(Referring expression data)
○ ○ ○

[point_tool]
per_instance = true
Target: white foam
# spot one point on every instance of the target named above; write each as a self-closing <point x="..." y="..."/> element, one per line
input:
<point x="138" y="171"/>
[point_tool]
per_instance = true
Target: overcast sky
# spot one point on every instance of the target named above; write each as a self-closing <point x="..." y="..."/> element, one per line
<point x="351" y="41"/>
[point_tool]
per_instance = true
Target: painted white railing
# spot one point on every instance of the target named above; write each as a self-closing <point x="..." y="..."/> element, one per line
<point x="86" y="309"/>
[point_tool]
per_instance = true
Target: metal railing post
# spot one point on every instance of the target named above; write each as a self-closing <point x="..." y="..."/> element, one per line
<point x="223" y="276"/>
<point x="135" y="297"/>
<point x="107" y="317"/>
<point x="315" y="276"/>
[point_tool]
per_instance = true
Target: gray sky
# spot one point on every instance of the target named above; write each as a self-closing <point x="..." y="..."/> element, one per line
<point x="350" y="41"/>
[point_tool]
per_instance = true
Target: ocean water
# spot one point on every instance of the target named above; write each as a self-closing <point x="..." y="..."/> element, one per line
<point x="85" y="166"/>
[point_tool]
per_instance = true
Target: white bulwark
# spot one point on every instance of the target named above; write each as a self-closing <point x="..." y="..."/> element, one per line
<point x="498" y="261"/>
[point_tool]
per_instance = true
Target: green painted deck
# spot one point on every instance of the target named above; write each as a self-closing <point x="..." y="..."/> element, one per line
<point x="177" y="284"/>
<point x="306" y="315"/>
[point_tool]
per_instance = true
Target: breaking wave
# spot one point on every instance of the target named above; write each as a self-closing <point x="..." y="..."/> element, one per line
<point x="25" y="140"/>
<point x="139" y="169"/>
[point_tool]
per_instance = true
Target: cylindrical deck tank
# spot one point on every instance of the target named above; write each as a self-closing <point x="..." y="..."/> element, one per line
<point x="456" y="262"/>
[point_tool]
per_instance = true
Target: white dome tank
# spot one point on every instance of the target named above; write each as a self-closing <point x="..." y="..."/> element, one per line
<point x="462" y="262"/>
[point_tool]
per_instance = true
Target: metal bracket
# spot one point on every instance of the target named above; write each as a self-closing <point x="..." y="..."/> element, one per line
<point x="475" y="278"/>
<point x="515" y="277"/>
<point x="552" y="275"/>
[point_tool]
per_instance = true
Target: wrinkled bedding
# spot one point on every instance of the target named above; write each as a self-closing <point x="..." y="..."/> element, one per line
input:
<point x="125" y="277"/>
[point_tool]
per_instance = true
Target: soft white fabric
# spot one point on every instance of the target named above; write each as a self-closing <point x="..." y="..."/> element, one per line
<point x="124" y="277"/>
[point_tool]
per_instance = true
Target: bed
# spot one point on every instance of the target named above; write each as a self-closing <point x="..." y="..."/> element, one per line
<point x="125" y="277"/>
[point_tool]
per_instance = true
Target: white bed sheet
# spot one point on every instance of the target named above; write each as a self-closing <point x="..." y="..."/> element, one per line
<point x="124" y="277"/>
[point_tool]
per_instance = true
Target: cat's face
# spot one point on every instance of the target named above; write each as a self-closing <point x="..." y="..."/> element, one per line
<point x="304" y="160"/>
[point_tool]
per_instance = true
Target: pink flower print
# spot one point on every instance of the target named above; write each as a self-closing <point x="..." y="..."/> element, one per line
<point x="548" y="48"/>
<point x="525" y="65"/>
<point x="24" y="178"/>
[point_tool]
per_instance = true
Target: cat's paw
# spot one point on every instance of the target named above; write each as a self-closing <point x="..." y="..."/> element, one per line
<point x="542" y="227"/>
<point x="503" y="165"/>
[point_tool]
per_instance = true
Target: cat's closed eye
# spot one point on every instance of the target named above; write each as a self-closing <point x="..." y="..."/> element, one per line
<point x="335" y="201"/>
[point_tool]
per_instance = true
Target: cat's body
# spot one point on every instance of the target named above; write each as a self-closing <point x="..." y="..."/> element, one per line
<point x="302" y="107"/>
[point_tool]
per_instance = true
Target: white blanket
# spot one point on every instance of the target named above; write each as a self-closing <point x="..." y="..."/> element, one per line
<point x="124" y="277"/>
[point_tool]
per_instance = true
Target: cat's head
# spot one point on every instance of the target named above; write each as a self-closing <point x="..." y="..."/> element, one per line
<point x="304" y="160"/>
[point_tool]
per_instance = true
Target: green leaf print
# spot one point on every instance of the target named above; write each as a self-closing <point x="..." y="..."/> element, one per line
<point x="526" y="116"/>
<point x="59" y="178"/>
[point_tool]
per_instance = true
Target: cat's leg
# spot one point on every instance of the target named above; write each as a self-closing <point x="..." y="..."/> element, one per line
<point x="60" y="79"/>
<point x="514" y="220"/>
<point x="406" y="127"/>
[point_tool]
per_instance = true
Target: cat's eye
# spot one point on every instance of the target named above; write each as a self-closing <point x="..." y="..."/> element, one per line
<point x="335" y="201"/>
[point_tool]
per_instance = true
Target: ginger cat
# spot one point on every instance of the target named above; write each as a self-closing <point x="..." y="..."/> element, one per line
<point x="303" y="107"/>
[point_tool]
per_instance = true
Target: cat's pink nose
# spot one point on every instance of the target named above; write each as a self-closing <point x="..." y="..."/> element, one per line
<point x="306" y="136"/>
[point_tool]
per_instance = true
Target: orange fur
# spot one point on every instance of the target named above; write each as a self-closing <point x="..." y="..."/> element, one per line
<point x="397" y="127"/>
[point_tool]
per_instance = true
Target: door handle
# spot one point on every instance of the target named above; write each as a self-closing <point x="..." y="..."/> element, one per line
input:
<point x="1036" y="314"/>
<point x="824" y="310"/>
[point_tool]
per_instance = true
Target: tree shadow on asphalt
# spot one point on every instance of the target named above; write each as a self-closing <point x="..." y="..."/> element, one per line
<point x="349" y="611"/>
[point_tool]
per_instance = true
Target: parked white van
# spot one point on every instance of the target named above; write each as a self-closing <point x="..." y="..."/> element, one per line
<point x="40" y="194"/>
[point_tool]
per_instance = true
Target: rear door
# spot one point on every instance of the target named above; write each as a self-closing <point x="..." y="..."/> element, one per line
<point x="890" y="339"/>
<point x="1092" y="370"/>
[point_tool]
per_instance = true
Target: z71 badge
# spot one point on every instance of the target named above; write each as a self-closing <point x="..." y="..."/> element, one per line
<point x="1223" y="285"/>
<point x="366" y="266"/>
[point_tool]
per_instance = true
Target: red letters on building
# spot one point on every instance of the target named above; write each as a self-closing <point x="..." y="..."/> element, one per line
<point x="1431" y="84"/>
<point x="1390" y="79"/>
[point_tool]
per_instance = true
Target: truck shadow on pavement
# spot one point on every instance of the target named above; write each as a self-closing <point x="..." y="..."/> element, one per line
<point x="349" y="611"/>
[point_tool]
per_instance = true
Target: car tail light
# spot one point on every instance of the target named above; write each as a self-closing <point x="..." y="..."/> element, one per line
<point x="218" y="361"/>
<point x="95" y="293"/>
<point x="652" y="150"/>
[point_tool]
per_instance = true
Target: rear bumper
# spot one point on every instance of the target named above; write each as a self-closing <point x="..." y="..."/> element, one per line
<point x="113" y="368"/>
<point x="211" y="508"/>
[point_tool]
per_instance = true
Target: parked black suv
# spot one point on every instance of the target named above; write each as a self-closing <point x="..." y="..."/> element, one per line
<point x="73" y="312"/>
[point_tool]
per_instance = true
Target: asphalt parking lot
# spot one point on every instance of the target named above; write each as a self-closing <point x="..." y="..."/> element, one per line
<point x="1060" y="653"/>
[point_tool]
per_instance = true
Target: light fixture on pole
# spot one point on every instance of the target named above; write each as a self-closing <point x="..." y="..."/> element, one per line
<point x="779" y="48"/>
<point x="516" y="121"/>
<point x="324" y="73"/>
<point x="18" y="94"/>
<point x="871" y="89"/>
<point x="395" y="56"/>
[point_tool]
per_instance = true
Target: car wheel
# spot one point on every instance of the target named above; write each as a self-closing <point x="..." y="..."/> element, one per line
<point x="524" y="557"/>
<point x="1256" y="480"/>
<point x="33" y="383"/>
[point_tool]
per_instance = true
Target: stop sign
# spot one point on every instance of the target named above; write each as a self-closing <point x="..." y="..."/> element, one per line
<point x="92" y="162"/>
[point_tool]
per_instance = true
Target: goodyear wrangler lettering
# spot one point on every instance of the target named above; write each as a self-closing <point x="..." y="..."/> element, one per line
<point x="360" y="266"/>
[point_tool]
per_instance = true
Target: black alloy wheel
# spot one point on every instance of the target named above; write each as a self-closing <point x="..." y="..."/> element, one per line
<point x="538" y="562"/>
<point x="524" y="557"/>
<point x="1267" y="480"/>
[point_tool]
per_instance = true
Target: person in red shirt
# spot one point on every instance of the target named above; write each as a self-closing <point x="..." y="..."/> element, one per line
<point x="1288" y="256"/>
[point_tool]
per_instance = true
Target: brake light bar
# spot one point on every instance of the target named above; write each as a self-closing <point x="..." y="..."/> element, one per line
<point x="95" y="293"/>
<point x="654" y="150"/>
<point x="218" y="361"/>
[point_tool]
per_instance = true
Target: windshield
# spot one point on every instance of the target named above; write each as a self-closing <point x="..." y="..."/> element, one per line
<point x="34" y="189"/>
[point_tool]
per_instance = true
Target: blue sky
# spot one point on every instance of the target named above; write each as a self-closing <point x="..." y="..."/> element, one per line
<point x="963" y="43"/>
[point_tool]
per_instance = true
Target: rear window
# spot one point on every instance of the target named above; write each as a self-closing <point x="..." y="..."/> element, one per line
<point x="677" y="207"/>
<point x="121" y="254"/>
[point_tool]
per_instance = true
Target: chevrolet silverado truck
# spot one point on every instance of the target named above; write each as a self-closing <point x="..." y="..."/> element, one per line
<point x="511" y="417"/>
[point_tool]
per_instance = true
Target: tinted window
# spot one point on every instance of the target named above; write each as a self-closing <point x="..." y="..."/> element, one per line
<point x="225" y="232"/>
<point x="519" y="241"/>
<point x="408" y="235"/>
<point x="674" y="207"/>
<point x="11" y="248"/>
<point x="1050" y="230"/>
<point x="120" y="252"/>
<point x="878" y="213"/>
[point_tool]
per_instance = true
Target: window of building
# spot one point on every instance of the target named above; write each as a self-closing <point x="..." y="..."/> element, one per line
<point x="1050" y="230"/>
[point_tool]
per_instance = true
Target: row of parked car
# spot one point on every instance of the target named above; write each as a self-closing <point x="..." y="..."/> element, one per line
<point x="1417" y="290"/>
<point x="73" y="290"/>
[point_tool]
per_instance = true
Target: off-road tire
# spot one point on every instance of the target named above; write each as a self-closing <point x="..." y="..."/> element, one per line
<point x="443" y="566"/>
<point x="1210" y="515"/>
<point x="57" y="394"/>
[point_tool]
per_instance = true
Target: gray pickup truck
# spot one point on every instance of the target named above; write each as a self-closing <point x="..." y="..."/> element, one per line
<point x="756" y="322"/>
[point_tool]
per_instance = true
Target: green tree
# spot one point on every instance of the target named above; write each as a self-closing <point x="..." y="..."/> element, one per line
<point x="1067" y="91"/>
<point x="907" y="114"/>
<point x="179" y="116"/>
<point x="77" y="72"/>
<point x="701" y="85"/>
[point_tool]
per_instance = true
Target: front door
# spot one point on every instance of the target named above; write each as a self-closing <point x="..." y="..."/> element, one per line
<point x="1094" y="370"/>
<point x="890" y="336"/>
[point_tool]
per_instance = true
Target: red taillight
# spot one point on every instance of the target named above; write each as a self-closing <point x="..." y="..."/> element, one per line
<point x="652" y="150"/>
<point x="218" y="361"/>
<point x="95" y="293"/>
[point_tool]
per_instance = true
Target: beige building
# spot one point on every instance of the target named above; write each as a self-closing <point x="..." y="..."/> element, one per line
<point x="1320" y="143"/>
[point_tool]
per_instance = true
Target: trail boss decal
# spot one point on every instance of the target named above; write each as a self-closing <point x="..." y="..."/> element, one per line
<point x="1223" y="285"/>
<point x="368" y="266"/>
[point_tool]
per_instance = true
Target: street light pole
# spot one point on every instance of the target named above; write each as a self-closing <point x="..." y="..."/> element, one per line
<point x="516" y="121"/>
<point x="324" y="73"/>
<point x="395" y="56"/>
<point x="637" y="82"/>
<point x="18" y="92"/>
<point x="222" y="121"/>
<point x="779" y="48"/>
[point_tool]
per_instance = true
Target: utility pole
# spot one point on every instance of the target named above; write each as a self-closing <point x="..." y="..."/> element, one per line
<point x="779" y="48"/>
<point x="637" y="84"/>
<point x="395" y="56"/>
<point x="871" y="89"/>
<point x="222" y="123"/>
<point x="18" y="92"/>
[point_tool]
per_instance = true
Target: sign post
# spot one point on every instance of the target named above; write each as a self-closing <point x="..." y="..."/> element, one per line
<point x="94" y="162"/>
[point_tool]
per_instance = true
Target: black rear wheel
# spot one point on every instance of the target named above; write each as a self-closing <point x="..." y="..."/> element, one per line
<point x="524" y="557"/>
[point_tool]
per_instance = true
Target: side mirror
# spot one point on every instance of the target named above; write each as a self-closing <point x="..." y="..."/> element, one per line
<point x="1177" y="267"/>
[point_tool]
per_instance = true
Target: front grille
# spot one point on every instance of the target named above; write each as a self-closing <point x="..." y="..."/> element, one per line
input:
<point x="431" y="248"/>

○ ○ ○

Task goal:
The word "shadow" appears in some lines above. Return every one of those lines.

Your response:
Target: tree shadow on asphalt
Target: truck shadow on pavement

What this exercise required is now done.